▸ The exercise
Write out exactly, with no other output, the lines below from the one that contains "# locate outstretched" through the end.
----------------------------------------
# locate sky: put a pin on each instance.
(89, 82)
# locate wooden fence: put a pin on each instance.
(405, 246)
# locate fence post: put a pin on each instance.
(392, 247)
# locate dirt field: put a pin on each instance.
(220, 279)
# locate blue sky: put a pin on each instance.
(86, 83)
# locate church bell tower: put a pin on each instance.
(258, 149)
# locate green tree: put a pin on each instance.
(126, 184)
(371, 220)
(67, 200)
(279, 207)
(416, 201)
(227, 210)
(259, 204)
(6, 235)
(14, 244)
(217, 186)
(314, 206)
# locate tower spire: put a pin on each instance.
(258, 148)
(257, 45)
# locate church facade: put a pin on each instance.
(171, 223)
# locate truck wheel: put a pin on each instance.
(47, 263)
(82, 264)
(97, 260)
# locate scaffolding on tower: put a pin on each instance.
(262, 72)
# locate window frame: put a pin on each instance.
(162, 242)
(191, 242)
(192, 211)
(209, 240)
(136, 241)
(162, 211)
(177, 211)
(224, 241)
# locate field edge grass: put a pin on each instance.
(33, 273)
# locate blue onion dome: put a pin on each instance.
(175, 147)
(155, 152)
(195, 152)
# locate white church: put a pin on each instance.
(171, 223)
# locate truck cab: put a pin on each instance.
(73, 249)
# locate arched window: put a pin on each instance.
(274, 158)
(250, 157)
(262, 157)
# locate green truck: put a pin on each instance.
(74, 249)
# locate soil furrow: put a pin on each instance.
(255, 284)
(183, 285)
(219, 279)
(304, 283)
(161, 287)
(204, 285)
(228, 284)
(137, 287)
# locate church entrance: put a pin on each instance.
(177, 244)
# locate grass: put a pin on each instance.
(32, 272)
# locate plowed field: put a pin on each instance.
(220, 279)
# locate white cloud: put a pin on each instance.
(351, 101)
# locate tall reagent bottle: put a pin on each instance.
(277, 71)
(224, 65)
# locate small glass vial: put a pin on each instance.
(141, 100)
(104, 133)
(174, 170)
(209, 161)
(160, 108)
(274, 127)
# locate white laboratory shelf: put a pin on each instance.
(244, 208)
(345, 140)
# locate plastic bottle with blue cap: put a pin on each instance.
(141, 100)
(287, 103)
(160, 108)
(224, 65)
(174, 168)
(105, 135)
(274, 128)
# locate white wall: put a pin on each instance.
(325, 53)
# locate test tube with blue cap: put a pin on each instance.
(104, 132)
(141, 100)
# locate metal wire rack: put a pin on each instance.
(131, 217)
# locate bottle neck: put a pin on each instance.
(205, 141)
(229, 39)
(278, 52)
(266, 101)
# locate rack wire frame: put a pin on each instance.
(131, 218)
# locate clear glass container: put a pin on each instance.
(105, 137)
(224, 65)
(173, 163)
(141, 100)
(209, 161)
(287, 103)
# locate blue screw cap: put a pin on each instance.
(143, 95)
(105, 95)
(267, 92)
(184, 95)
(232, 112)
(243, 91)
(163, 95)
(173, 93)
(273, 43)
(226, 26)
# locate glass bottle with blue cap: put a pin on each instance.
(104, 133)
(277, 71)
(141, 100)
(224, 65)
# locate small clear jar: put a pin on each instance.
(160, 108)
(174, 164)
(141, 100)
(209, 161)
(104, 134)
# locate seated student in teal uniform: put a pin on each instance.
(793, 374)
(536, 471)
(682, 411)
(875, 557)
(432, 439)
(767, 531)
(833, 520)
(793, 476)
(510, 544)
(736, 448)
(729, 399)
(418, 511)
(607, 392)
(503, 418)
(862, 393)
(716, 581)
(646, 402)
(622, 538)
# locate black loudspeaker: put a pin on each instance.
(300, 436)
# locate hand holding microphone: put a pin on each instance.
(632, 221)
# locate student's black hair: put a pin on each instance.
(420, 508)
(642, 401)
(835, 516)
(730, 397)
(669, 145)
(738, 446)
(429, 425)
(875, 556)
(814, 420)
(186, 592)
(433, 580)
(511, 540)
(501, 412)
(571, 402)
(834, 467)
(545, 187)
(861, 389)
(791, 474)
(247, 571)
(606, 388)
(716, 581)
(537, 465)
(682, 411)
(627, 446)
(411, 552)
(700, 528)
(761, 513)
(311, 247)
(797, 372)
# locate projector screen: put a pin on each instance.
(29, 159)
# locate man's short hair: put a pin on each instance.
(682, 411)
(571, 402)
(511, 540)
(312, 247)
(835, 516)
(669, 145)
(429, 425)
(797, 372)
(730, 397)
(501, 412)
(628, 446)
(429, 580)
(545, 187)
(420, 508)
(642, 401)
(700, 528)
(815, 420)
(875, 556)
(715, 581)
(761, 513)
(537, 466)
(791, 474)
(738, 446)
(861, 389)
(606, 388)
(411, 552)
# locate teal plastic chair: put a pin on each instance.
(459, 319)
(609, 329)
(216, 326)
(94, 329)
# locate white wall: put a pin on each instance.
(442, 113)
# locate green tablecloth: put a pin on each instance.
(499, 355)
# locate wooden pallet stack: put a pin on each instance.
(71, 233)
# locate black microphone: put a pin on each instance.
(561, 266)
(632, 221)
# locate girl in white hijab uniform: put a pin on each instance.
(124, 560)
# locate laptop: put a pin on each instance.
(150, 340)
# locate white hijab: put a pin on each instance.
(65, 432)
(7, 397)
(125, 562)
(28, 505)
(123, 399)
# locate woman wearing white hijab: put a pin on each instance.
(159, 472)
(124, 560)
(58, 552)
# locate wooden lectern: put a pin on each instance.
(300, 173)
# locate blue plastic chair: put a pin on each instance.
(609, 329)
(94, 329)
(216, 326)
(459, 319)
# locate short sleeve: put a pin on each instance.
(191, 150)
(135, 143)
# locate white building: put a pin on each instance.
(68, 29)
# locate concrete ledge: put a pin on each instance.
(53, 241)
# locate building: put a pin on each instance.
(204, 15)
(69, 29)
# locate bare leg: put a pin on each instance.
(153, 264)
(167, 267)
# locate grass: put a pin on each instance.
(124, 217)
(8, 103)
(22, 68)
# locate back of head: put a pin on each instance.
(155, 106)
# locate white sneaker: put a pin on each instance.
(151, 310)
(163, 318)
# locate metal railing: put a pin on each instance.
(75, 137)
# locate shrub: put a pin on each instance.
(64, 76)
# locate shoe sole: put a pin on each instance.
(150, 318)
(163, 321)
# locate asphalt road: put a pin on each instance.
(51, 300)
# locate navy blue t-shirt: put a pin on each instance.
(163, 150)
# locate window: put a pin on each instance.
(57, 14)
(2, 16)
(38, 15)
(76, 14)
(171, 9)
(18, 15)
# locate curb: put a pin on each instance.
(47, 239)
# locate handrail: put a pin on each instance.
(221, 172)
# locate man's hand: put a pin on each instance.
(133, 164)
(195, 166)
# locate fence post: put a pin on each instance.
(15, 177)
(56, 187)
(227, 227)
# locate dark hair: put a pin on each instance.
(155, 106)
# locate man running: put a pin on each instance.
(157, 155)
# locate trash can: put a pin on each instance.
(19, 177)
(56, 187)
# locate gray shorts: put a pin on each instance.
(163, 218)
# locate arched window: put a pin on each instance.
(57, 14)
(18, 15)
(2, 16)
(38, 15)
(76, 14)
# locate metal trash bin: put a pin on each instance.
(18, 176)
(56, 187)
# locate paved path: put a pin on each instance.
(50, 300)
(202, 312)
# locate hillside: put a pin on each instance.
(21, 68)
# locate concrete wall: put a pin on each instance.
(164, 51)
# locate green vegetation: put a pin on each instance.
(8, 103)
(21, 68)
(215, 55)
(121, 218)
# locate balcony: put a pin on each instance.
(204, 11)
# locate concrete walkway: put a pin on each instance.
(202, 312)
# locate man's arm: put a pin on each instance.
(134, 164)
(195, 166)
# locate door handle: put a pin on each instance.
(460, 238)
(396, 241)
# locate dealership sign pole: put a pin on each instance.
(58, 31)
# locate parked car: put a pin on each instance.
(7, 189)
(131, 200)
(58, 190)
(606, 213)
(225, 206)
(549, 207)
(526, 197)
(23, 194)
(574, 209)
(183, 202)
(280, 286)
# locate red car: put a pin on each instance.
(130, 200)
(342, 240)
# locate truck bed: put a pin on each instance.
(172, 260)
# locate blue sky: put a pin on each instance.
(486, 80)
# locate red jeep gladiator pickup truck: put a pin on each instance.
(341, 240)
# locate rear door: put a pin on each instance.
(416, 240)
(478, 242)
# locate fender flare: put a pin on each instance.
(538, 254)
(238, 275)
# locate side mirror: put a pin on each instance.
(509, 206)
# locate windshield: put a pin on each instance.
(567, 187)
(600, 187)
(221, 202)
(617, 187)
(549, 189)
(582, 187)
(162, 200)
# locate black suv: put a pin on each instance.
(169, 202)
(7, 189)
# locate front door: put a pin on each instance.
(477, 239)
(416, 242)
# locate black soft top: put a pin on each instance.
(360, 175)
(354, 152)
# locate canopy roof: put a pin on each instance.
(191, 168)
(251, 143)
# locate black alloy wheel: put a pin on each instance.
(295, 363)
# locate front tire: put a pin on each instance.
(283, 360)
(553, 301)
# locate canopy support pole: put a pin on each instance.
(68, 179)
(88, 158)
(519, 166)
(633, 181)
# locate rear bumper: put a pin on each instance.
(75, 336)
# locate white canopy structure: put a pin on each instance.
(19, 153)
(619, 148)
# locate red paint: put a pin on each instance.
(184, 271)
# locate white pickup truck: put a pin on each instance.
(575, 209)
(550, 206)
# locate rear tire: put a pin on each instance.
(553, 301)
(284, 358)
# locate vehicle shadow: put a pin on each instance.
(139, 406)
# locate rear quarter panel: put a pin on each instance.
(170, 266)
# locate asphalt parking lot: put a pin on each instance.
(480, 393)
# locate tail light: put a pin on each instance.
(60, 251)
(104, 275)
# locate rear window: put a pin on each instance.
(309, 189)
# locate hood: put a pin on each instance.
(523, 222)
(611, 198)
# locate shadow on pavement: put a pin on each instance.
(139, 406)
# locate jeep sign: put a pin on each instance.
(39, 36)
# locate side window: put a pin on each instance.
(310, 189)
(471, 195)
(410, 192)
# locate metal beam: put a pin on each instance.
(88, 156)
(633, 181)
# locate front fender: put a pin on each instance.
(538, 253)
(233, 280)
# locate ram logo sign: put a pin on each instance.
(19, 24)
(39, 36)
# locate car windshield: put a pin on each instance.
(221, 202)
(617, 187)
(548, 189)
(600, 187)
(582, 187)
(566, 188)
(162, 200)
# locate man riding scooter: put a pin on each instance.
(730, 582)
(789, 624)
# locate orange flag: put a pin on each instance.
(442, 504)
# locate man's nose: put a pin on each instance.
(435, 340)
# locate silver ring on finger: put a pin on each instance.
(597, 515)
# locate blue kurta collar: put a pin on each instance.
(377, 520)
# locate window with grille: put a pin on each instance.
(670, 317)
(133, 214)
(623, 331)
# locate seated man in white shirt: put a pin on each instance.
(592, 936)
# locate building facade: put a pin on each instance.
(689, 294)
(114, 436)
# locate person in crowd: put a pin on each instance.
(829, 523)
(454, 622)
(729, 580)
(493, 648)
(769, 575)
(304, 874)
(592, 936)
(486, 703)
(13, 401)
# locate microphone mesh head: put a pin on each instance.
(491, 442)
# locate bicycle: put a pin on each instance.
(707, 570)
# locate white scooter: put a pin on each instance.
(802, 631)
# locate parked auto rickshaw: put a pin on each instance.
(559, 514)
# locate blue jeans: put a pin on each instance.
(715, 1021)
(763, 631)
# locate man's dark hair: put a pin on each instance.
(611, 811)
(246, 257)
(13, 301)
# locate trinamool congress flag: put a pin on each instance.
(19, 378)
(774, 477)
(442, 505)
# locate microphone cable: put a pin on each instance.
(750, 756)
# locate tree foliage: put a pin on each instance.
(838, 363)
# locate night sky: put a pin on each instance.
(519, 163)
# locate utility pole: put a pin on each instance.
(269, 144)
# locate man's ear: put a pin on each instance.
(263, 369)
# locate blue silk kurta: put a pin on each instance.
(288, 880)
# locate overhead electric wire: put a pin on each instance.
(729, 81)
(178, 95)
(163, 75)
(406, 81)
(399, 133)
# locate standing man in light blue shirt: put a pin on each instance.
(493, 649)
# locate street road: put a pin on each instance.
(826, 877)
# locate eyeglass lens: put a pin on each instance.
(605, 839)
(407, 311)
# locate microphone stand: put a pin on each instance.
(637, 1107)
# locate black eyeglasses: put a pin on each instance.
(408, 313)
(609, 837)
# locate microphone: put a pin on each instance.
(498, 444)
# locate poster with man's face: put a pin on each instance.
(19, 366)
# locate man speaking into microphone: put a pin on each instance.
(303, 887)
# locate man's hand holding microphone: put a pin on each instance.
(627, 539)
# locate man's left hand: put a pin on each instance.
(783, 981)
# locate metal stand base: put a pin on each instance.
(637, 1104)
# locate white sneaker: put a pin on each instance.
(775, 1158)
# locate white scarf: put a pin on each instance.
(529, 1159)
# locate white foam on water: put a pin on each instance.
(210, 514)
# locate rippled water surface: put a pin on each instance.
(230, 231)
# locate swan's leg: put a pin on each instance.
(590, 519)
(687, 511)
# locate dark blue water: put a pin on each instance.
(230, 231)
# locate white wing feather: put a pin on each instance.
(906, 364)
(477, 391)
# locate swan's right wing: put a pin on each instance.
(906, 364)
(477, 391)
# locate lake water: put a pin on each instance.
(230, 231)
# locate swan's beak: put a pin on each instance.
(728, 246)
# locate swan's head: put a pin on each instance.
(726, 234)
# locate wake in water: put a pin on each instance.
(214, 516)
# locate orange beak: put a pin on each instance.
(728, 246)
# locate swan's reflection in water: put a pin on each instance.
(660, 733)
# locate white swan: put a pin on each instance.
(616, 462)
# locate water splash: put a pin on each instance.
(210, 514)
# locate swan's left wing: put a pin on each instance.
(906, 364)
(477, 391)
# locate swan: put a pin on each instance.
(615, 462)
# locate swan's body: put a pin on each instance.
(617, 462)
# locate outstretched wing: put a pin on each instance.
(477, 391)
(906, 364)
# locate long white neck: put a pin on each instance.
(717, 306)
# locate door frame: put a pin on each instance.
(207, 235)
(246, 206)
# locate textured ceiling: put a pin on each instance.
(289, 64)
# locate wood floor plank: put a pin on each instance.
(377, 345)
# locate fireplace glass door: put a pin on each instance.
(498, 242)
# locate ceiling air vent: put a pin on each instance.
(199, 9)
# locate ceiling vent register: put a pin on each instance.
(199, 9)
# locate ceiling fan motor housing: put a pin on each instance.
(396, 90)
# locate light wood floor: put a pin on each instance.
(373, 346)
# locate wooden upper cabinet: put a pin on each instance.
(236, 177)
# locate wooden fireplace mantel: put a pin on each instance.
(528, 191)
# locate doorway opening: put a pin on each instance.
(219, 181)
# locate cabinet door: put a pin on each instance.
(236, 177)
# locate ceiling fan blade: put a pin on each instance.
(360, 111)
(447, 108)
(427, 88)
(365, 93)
----------------------------------------
▸ Result for this task
# locate outstretched wing: put a pin on each instance.
(477, 391)
(906, 364)
# locate long white neck: put a pin on each instance.
(717, 306)
# locate door frame: put a pin on each instance.
(207, 235)
(246, 206)
# locate textured ceiling: put a pin on each instance.
(289, 64)
# locate wood floor plank: put a pin on each instance.
(377, 345)
# locate fireplace glass door: put a pin on each instance.
(498, 242)
# locate ceiling air vent: put a pin on each instance.
(199, 9)
# locate ceiling vent register: put a pin on each instance.
(199, 9)
# locate ceiling fan motor housing: put a pin on each instance.
(396, 90)
# locate light wood floor: put a pin on each instance.
(373, 346)
# locate wooden upper cabinet: put a pin on each instance.
(236, 177)
# locate wooden fireplace mantel: put a pin on each instance.
(528, 191)
# locate doorway opening: put a pin on each instance.
(219, 181)
# locate cabinet door: put a pin on each instance.
(236, 177)
# locate ceiling fan blade: put a pin on each instance.
(360, 111)
(447, 108)
(427, 88)
(365, 93)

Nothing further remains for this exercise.